▶ What the exercise asks
Please render the lines below as a two-column CSV with the header input,output: one row per line, its text under input and its answer under output, each in a single quoted field with line breaks replaced by spaces.

▶ Records shown

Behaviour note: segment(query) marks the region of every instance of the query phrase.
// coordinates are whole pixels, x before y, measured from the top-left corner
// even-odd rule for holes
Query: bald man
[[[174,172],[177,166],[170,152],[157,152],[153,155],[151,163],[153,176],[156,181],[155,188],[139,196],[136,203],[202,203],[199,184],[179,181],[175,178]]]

▶ Written solution
input,output
"Behaviour note: segment(query) marks the region of every instance of the query phrase. // coordinates are whole pixels, x before y, measured from the top-left corner // even-odd rule for holes Query: bald man","[[[174,172],[177,166],[170,152],[157,152],[153,155],[151,163],[153,176],[156,181],[155,188],[139,196],[136,203],[202,203],[199,184],[179,181],[175,178]]]"